:: INPUT RECORDS

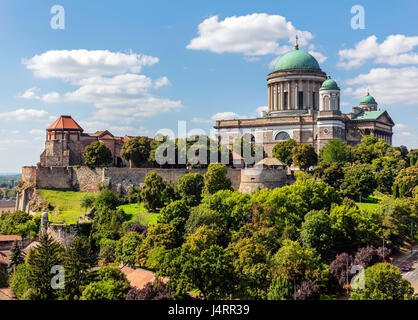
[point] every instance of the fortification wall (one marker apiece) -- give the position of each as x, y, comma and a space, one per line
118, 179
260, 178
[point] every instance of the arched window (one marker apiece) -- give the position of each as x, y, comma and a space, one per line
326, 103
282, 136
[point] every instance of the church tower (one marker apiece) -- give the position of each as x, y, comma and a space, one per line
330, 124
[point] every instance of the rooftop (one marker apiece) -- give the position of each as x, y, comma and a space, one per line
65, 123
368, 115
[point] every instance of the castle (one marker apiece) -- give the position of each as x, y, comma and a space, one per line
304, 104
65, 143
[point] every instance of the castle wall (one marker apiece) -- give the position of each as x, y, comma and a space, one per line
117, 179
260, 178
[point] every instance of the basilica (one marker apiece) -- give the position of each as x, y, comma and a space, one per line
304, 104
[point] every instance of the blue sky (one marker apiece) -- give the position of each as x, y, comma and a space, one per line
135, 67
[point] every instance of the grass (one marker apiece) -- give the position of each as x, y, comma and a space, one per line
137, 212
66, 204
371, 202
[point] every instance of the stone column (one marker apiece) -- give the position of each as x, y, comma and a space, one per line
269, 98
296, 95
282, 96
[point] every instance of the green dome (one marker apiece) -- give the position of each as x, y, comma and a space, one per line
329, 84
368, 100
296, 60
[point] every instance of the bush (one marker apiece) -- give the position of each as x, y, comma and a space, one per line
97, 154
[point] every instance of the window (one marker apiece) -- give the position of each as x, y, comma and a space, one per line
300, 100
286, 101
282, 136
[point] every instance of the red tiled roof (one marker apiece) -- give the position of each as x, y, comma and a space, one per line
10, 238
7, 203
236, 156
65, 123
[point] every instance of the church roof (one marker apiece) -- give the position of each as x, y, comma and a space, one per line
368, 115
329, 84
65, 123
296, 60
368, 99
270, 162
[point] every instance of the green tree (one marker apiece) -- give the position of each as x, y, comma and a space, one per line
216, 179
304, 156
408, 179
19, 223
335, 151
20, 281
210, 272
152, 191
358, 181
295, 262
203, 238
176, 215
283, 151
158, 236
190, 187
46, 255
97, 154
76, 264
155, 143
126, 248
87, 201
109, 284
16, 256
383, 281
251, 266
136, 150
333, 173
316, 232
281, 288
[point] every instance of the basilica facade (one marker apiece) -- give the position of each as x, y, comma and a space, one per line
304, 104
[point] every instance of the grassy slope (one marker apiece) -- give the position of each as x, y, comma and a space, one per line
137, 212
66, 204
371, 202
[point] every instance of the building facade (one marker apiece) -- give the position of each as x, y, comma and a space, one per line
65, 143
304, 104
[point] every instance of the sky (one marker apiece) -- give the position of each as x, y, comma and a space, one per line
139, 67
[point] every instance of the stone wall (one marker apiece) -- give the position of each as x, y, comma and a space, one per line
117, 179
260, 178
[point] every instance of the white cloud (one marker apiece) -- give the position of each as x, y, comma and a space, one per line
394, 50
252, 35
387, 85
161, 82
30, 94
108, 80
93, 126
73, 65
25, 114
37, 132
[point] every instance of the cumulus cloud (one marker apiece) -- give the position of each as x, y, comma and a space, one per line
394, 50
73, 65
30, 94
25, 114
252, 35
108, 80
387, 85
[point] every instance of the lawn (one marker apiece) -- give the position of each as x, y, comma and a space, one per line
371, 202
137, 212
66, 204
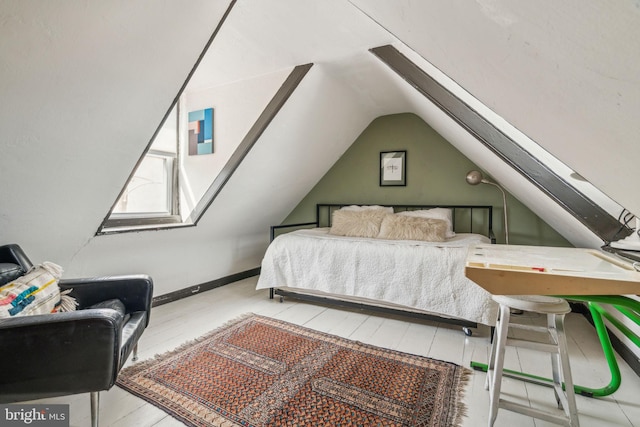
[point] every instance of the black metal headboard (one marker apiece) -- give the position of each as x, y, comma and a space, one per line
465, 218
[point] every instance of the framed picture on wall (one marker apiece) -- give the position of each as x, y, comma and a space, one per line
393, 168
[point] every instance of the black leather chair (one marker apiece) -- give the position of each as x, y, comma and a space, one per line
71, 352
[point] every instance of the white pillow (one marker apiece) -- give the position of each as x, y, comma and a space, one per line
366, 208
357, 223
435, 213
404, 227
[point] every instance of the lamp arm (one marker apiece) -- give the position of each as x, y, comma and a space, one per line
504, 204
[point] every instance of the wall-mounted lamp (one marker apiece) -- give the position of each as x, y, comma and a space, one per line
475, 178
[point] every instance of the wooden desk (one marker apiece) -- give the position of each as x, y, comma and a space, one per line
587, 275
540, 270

::::

### DO THIS
Copy every line of the records above word for word, leaving out the pictures.

### ANSWER TO THIS TASK
[point] every instance of the fortification wall (one marker apiece) -- give the position of each as x, y, comma and a space, one per line
118, 179
260, 178
[point] every instance of the arched window (one marker apiece) -- give the position of each as x, y, comma and a space, one per line
326, 103
282, 136
[point] every instance of the church tower (one marker apiece) -- give the position of each as x, y, comma and a space, one per line
330, 124
[point] every instance of the rooftop (one marker apiece) -- give the position of each as x, y, comma and a space, one per line
65, 123
368, 115
[point] every instance of the castle (one marker apiece) -- give the position of each as x, y, comma and a space, one per line
304, 104
65, 143
[point] every instance of the castle wall (one marker apiece) -- give the position of each as x, y, comma and a space, one per line
117, 179
260, 178
[point] every instance of the basilica (one marker apiece) -- give the position of each as x, y, comma and a space, one per line
304, 104
[point] every instance of the blue sky (one marker apiece) -- give the position of each as x, y, comma and a space, one per line
135, 67
[point] every instance of the grass (one marker apiece) -- give the position of each as x, y, comma and a space, one per line
137, 212
66, 204
371, 202
[point] every instance of the stone column (one marker apiece) -- give the position of each as x, y, comma and a space, one per line
269, 98
296, 95
282, 96
[point] every instance of the green dome (one marker apiece) -- give the position of each as x, y, comma and a space, one per line
329, 84
368, 100
296, 60
[point] every instance of the bush (one marker apiece) -- give the position of each as x, y, comma and a space, one per line
97, 154
[point] every instance of the window (one marker apiece) -- give the position of each as x, y, comma and a space, one per line
300, 100
286, 101
282, 136
[point] every instance of the red tiled roof (one marker apiece) -- give the position of each as x, y, comma and a space, one per line
10, 238
7, 203
236, 156
65, 123
[point] every instance of the church roof (one marker apiece) -- give the position of each as x, y, comma and a space, one per line
368, 115
329, 84
65, 123
296, 60
368, 99
270, 162
[point] every instance of the green tree (one marker apiece) -- give the position of each as x, y, comma and a space, one per line
216, 179
304, 156
408, 179
19, 223
335, 151
20, 281
210, 272
152, 191
358, 181
295, 262
203, 238
176, 215
283, 151
158, 236
190, 187
46, 255
97, 154
76, 264
155, 143
126, 248
87, 201
109, 284
16, 256
383, 281
251, 266
136, 150
333, 173
316, 232
281, 288
[point] every instance of the basilica facade (one marker apiece) -- give the position of each as x, y, comma and a space, one per line
304, 104
[point] every instance of the grassy slope (one marker apiece) -- give the position of each as x, y, comma and a space, one per line
137, 212
66, 204
371, 202
[point] every instance of the building facade (one marker apiece) -- give the position of each as x, y, comma and a space, one per line
65, 143
304, 104
[point] every instance of the sky (one marker apiece) -- give the position of each as x, y, comma and a space, one per line
139, 67
[point] every instance of the stone wall (one marker apiece) -- give the position of each as x, y, comma and a space, one per line
117, 179
260, 178
[point] every instance of the white cloud (one marker apiece) -- give the position of each as x, y, comma and a space, one per line
394, 50
252, 35
387, 85
161, 82
30, 94
108, 80
93, 126
73, 65
25, 114
37, 132
[point] every instance of the cumulus cloud (one marker apiece) -- give the position of each as x, y, comma and a space, one per line
394, 50
73, 65
30, 94
25, 114
252, 35
108, 80
387, 85
[point] every instance of the lawn (one marker apiece) -- give the position of each as x, y, comma and a space, one per line
371, 202
137, 212
66, 204
[point] every instance of the black metal headboard (one marker apiece) -- give the position of each as x, y, comma and a space, one per line
465, 218
[point] every instance of the framed picture on wall (one marker apiece) -- give the position of each as x, y, comma and a space, one per line
393, 168
[point] every instance of the black leather chair (one marker apiece) -- give the position of each as x, y, comma and a space, one per line
71, 352
[point] every instance of the white pillow (one marker apiece) -- give the position of each as x, y, comma and a space, one per line
366, 208
357, 223
435, 213
404, 227
[point] every instance of the lamp arm (one marker apiece) -- give the position of each as x, y, comma and a space, one per line
504, 204
[point] every instance of the wall-mounted lamp (one marker apiece) -- give the position of each as x, y, comma and a space, one per line
475, 178
[point] every instance of the wooden desk (one marker apiece) -- give the position of each as x, y, comma and a space, one per line
587, 275
540, 270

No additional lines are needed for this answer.